Transcreva o trecho do texto sobre as casas de saúde de Barcelos que começa em "Para se chegar" e termina em "cifra de 700.", trocando "paciência" por "persistência".

### Texto do exercício
※
Para se chegar a este patamar de excelência, um longo caminho teve de ser percorrido, ultrapassando preconceitos, estigmas e obstáculos de toda a sorte, sempre com muito trabalho, humanismo, dedicação, misericórdia, paciência e amor ao próximo, dentro do mais puro espírito cristão.
Foi a Ordem Hospitaleira de S. João de Deus – que deve o seu nome, estilo e inspiração ao santo português, nascido em Montemor-o-Novo – quem, em 1928, criou em Barcelos a Casa de Saúde de S. João de Deus, que bem depressa se tornou uma referência na saúde mental no Minho, de tal forma que, nos anos 60, os internados atingiam já a cifra de 700.
Não obstante, o estigma e o preconceito que sobre a doença mental pairavam então na sociedade portuguesa, aliados a alguns métodos de tratamento mais agressivos inicialmente utilizados (choques eléctricos, camisas-de-força, banhos de água fria, salas com paredes almofadadas, etc.), levaram a que a designada “Casa Amarela” (por ser essa a cor da pintura dos edifícios daquela Casa de Saúde) tivesse, durante alguns anos, uma conotação negativa: a quem se deslocava a Barcelos, era vulgar dizer-se, em tom jocoso, “Cuidado, que se te apanham na Casa Amarela já não te deixam sair de lá”. E também acontecia que, nos primeiros tempos, sobretudo aos domingos, algumas dezenas de pessoas ociosas e pouco caritativas acorriam ao terreno vizinho da Casa para se divertirem à custa dos pacientes, a quem inquietavam e de quem troçavam como se de animais de jardim zoológico se tratasse.
Mas tudo isso é passado longínquo, dos tempos em que a psiquiatria estava no limiar de se afirmar como especialidade médica e em que as doenças mentais eram incompreendidas e mal aceites.
Cerca de trinta anos volvidos, mais precisamente em 1957, a mesma Ordem Hospitaleira de S. João de Deus criou em Areias de Vilar, Barcelos, uma nova estrutura – a Casa de Saúde de S. José –, obedecendo a um novo conceito ou modelo de “Hospital-granja” que instalou no antigo Convento e Quinta de Vilar de Frades.
À semelhança do que então se fazia em alguns dos mais modernos hospitais psiquiátricos europeus, designadamente franceses, a terapia ocupacional ganhou foros de cidade, permitindo aos doentes a execução de trabalhos no campo, a que a maioria deles estava habituada e uma vida mais próxima do normal, sem que houvesse muros a separá-los das restantes pessoas da aldeia, facilitando assim a comunicação e integração dos pacientes na comunidade.
※
### Registos extraídos
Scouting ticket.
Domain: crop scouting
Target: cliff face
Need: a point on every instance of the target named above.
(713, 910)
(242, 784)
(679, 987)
※
### Espaço de resposta
Para se chegar a este patamar de excelência, um longo caminho teve de ser percorrido, ultrapassando preconceitos, estigmas e obstáculos de toda a sorte, sempre com muito trabalho, humanismo, dedicação, misericórdia, persistência e amor ao próximo, dentro do mais puro espírito cristão.
Foi a Ordem Hospitaleira de S. João de Deus – que deve o seu nome, estilo e inspiração ao santo português, nascido em Montemor-o-Novo – quem, em 1928, criou em Barcelos a Casa de Saúde de S. João de Deus, que bem depressa se tornou uma referência na saúde mental no Minho, de tal forma que, nos anos 60, os internados atingiam já a cifra de 700.